Task goal —
Print all the records below exactly as they stand, but leave out the pictures.
+---+
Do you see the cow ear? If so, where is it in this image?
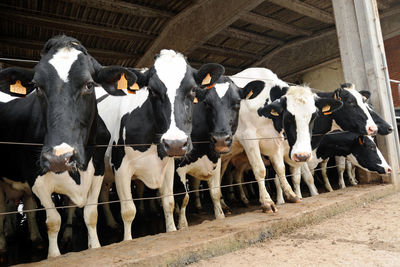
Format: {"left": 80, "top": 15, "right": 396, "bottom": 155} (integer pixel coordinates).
{"left": 315, "top": 97, "right": 343, "bottom": 115}
{"left": 257, "top": 99, "right": 284, "bottom": 119}
{"left": 239, "top": 80, "right": 265, "bottom": 100}
{"left": 0, "top": 67, "right": 35, "bottom": 96}
{"left": 94, "top": 66, "right": 138, "bottom": 96}
{"left": 359, "top": 90, "right": 371, "bottom": 102}
{"left": 194, "top": 63, "right": 225, "bottom": 88}
{"left": 270, "top": 85, "right": 289, "bottom": 101}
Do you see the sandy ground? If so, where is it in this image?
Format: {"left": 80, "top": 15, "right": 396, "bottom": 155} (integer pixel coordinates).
{"left": 192, "top": 192, "right": 400, "bottom": 267}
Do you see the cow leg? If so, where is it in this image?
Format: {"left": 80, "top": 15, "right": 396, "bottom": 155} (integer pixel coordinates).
{"left": 347, "top": 160, "right": 358, "bottom": 186}
{"left": 290, "top": 166, "right": 302, "bottom": 199}
{"left": 99, "top": 181, "right": 119, "bottom": 229}
{"left": 61, "top": 205, "right": 75, "bottom": 245}
{"left": 242, "top": 142, "right": 277, "bottom": 212}
{"left": 32, "top": 178, "right": 61, "bottom": 258}
{"left": 115, "top": 168, "right": 136, "bottom": 241}
{"left": 273, "top": 175, "right": 285, "bottom": 205}
{"left": 301, "top": 164, "right": 319, "bottom": 196}
{"left": 269, "top": 152, "right": 299, "bottom": 203}
{"left": 224, "top": 166, "right": 235, "bottom": 202}
{"left": 23, "top": 194, "right": 42, "bottom": 244}
{"left": 190, "top": 177, "right": 202, "bottom": 211}
{"left": 335, "top": 156, "right": 346, "bottom": 189}
{"left": 234, "top": 162, "right": 249, "bottom": 206}
{"left": 207, "top": 159, "right": 224, "bottom": 220}
{"left": 84, "top": 176, "right": 103, "bottom": 249}
{"left": 176, "top": 168, "right": 189, "bottom": 230}
{"left": 320, "top": 159, "right": 333, "bottom": 192}
{"left": 159, "top": 158, "right": 177, "bottom": 232}
{"left": 0, "top": 186, "right": 6, "bottom": 254}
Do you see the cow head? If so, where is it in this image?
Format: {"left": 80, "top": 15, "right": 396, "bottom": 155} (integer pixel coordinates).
{"left": 331, "top": 83, "right": 378, "bottom": 135}
{"left": 131, "top": 50, "right": 224, "bottom": 157}
{"left": 0, "top": 35, "right": 137, "bottom": 173}
{"left": 347, "top": 135, "right": 392, "bottom": 174}
{"left": 196, "top": 76, "right": 265, "bottom": 154}
{"left": 258, "top": 85, "right": 342, "bottom": 162}
{"left": 363, "top": 101, "right": 393, "bottom": 135}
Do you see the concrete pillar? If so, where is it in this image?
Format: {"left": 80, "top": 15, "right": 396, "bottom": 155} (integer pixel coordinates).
{"left": 333, "top": 0, "right": 400, "bottom": 187}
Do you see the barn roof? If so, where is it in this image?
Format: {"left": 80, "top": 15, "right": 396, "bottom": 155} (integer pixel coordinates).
{"left": 1, "top": 0, "right": 399, "bottom": 80}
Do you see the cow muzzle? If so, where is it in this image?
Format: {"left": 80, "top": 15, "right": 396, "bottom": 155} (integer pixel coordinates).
{"left": 292, "top": 152, "right": 311, "bottom": 162}
{"left": 161, "top": 138, "right": 189, "bottom": 157}
{"left": 367, "top": 125, "right": 378, "bottom": 135}
{"left": 211, "top": 134, "right": 232, "bottom": 154}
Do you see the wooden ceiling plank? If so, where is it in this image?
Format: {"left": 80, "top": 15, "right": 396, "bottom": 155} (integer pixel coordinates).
{"left": 221, "top": 27, "right": 284, "bottom": 45}
{"left": 267, "top": 0, "right": 334, "bottom": 24}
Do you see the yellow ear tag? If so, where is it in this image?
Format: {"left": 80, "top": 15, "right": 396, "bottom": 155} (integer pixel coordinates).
{"left": 270, "top": 109, "right": 279, "bottom": 116}
{"left": 117, "top": 73, "right": 128, "bottom": 90}
{"left": 245, "top": 90, "right": 253, "bottom": 100}
{"left": 10, "top": 80, "right": 27, "bottom": 95}
{"left": 322, "top": 105, "right": 330, "bottom": 113}
{"left": 193, "top": 97, "right": 198, "bottom": 104}
{"left": 71, "top": 42, "right": 78, "bottom": 46}
{"left": 130, "top": 82, "right": 140, "bottom": 90}
{"left": 206, "top": 83, "right": 215, "bottom": 90}
{"left": 201, "top": 73, "right": 211, "bottom": 85}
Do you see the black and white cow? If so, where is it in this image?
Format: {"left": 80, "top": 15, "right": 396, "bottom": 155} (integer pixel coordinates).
{"left": 308, "top": 130, "right": 391, "bottom": 191}
{"left": 96, "top": 49, "right": 224, "bottom": 240}
{"left": 219, "top": 68, "right": 342, "bottom": 212}
{"left": 0, "top": 35, "right": 137, "bottom": 257}
{"left": 173, "top": 76, "right": 265, "bottom": 229}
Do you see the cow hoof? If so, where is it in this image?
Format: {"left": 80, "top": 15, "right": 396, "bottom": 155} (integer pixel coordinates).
{"left": 262, "top": 203, "right": 278, "bottom": 213}
{"left": 222, "top": 206, "right": 232, "bottom": 215}
{"left": 32, "top": 239, "right": 46, "bottom": 250}
{"left": 287, "top": 195, "right": 301, "bottom": 203}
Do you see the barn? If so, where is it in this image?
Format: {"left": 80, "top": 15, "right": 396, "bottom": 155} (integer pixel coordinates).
{"left": 0, "top": 0, "right": 400, "bottom": 265}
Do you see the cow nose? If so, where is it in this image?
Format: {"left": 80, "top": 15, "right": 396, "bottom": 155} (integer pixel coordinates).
{"left": 162, "top": 138, "right": 188, "bottom": 157}
{"left": 293, "top": 153, "right": 311, "bottom": 162}
{"left": 388, "top": 126, "right": 393, "bottom": 133}
{"left": 386, "top": 167, "right": 392, "bottom": 174}
{"left": 368, "top": 125, "right": 378, "bottom": 135}
{"left": 42, "top": 151, "right": 75, "bottom": 173}
{"left": 212, "top": 134, "right": 232, "bottom": 154}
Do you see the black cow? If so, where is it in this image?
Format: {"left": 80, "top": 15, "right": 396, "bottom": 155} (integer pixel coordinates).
{"left": 0, "top": 35, "right": 137, "bottom": 257}
{"left": 173, "top": 77, "right": 265, "bottom": 229}
{"left": 95, "top": 49, "right": 224, "bottom": 240}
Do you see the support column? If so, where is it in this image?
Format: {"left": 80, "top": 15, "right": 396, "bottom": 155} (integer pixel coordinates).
{"left": 333, "top": 0, "right": 400, "bottom": 186}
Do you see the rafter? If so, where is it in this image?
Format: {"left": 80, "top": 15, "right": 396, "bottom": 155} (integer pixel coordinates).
{"left": 0, "top": 9, "right": 156, "bottom": 42}
{"left": 198, "top": 44, "right": 261, "bottom": 60}
{"left": 221, "top": 27, "right": 284, "bottom": 45}
{"left": 62, "top": 0, "right": 175, "bottom": 18}
{"left": 267, "top": 0, "right": 334, "bottom": 24}
{"left": 241, "top": 12, "right": 313, "bottom": 36}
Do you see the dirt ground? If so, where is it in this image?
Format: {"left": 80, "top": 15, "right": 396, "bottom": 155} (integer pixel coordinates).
+---+
Exercise answer —
Do you see the cow ear? If so, where is it in this image?
Format: {"left": 80, "top": 15, "right": 396, "bottom": 155} (integer pixel coordinates).
{"left": 315, "top": 97, "right": 343, "bottom": 115}
{"left": 257, "top": 99, "right": 284, "bottom": 119}
{"left": 239, "top": 80, "right": 265, "bottom": 100}
{"left": 0, "top": 67, "right": 35, "bottom": 96}
{"left": 94, "top": 66, "right": 138, "bottom": 96}
{"left": 359, "top": 90, "right": 371, "bottom": 102}
{"left": 194, "top": 63, "right": 225, "bottom": 88}
{"left": 270, "top": 85, "right": 289, "bottom": 101}
Do you see the sandy ground? If so, where is it in this image?
Format: {"left": 80, "top": 15, "right": 396, "bottom": 155} (integer pixel coordinates).
{"left": 192, "top": 192, "right": 400, "bottom": 267}
Do you see the cow leg? If so, where is it in this image?
Format: {"left": 80, "top": 15, "right": 396, "bottom": 155} (integer pixel coordinates).
{"left": 347, "top": 160, "right": 358, "bottom": 186}
{"left": 290, "top": 166, "right": 302, "bottom": 199}
{"left": 99, "top": 181, "right": 119, "bottom": 229}
{"left": 61, "top": 205, "right": 75, "bottom": 245}
{"left": 242, "top": 142, "right": 277, "bottom": 212}
{"left": 32, "top": 178, "right": 61, "bottom": 258}
{"left": 115, "top": 168, "right": 136, "bottom": 241}
{"left": 273, "top": 175, "right": 285, "bottom": 205}
{"left": 301, "top": 164, "right": 319, "bottom": 196}
{"left": 269, "top": 152, "right": 299, "bottom": 203}
{"left": 224, "top": 166, "right": 235, "bottom": 202}
{"left": 23, "top": 194, "right": 42, "bottom": 244}
{"left": 190, "top": 177, "right": 202, "bottom": 211}
{"left": 335, "top": 156, "right": 346, "bottom": 189}
{"left": 234, "top": 162, "right": 249, "bottom": 206}
{"left": 207, "top": 159, "right": 224, "bottom": 220}
{"left": 84, "top": 176, "right": 103, "bottom": 249}
{"left": 176, "top": 168, "right": 189, "bottom": 230}
{"left": 320, "top": 159, "right": 333, "bottom": 192}
{"left": 159, "top": 158, "right": 177, "bottom": 232}
{"left": 0, "top": 186, "right": 6, "bottom": 254}
Do you see the cow head? If so, where is it in this image?
Format: {"left": 80, "top": 15, "right": 396, "bottom": 155} (integer pixel coordinates).
{"left": 331, "top": 83, "right": 378, "bottom": 135}
{"left": 131, "top": 50, "right": 224, "bottom": 157}
{"left": 0, "top": 35, "right": 137, "bottom": 173}
{"left": 347, "top": 135, "right": 392, "bottom": 174}
{"left": 196, "top": 76, "right": 265, "bottom": 154}
{"left": 258, "top": 85, "right": 342, "bottom": 162}
{"left": 363, "top": 101, "right": 393, "bottom": 135}
Do you see the concrete pillar? If so, where is it in this image?
Format: {"left": 80, "top": 15, "right": 396, "bottom": 155} (integer pixel coordinates).
{"left": 333, "top": 0, "right": 400, "bottom": 187}
Do you see the barn roof? If so, where is it in this image?
Format: {"left": 80, "top": 15, "right": 396, "bottom": 155} (integer pixel coordinates).
{"left": 1, "top": 0, "right": 399, "bottom": 80}
Do you see the cow muzzle? If so, where is it in this image?
Format: {"left": 80, "top": 15, "right": 396, "bottom": 155} (integer pixel coordinates).
{"left": 292, "top": 152, "right": 311, "bottom": 162}
{"left": 161, "top": 138, "right": 189, "bottom": 157}
{"left": 367, "top": 125, "right": 378, "bottom": 135}
{"left": 211, "top": 134, "right": 232, "bottom": 154}
Do you see the wooden ceiling plank? If so, where is it in this image?
Format: {"left": 80, "top": 15, "right": 396, "bottom": 155} (integer pixel coordinates).
{"left": 221, "top": 27, "right": 284, "bottom": 45}
{"left": 267, "top": 0, "right": 334, "bottom": 24}
Do you see the yellow ear tag? If so, where is it in this image?
Format: {"left": 80, "top": 15, "right": 396, "bottom": 155} (integer pixel coordinates).
{"left": 270, "top": 109, "right": 279, "bottom": 116}
{"left": 117, "top": 73, "right": 128, "bottom": 90}
{"left": 245, "top": 90, "right": 253, "bottom": 100}
{"left": 10, "top": 80, "right": 27, "bottom": 95}
{"left": 322, "top": 105, "right": 330, "bottom": 113}
{"left": 193, "top": 97, "right": 198, "bottom": 104}
{"left": 71, "top": 42, "right": 78, "bottom": 46}
{"left": 130, "top": 82, "right": 140, "bottom": 90}
{"left": 206, "top": 83, "right": 215, "bottom": 90}
{"left": 201, "top": 73, "right": 211, "bottom": 85}
Do you see the black and white cow? If so, where is it in this image?
Format: {"left": 80, "top": 15, "right": 396, "bottom": 155} (integer pixel coordinates).
{"left": 308, "top": 130, "right": 391, "bottom": 191}
{"left": 96, "top": 49, "right": 224, "bottom": 240}
{"left": 219, "top": 68, "right": 342, "bottom": 212}
{"left": 0, "top": 35, "right": 137, "bottom": 257}
{"left": 173, "top": 76, "right": 265, "bottom": 229}
Do you see the cow hoof? If so, where is it in this image?
Format: {"left": 80, "top": 15, "right": 396, "bottom": 155} (integer pixel coordinates).
{"left": 262, "top": 203, "right": 278, "bottom": 213}
{"left": 222, "top": 206, "right": 232, "bottom": 215}
{"left": 32, "top": 239, "right": 46, "bottom": 250}
{"left": 287, "top": 195, "right": 301, "bottom": 203}
Do you see the barn? If so, where is it in this image?
Format: {"left": 80, "top": 15, "right": 396, "bottom": 155} (integer pixel coordinates).
{"left": 0, "top": 0, "right": 400, "bottom": 265}
Do you see the cow nose? If so, where is it in this image?
Format: {"left": 80, "top": 15, "right": 396, "bottom": 155} (integer pixel coordinates).
{"left": 162, "top": 138, "right": 188, "bottom": 157}
{"left": 293, "top": 153, "right": 311, "bottom": 162}
{"left": 388, "top": 126, "right": 393, "bottom": 133}
{"left": 386, "top": 167, "right": 392, "bottom": 174}
{"left": 368, "top": 125, "right": 378, "bottom": 135}
{"left": 42, "top": 151, "right": 75, "bottom": 173}
{"left": 212, "top": 134, "right": 232, "bottom": 154}
Do you see the black cow? If so, where is it in this image?
Format: {"left": 80, "top": 15, "right": 396, "bottom": 155} (integer pixel coordinates).
{"left": 0, "top": 35, "right": 137, "bottom": 257}
{"left": 173, "top": 77, "right": 265, "bottom": 229}
{"left": 95, "top": 49, "right": 224, "bottom": 240}
Do you see the support column? If so, where is it in this image?
Format: {"left": 80, "top": 15, "right": 396, "bottom": 155} (integer pixel coordinates).
{"left": 333, "top": 0, "right": 400, "bottom": 186}
Do you see the rafter? If so, where is it in this image?
Format: {"left": 80, "top": 15, "right": 396, "bottom": 155} (integer pixel coordinates).
{"left": 0, "top": 9, "right": 156, "bottom": 42}
{"left": 198, "top": 44, "right": 261, "bottom": 60}
{"left": 221, "top": 27, "right": 284, "bottom": 45}
{"left": 62, "top": 0, "right": 175, "bottom": 18}
{"left": 267, "top": 0, "right": 334, "bottom": 24}
{"left": 241, "top": 12, "right": 313, "bottom": 36}
Do you see the dirt ground? If so, where is it in this image?
Format: {"left": 80, "top": 15, "right": 396, "bottom": 155} (integer pixel coordinates).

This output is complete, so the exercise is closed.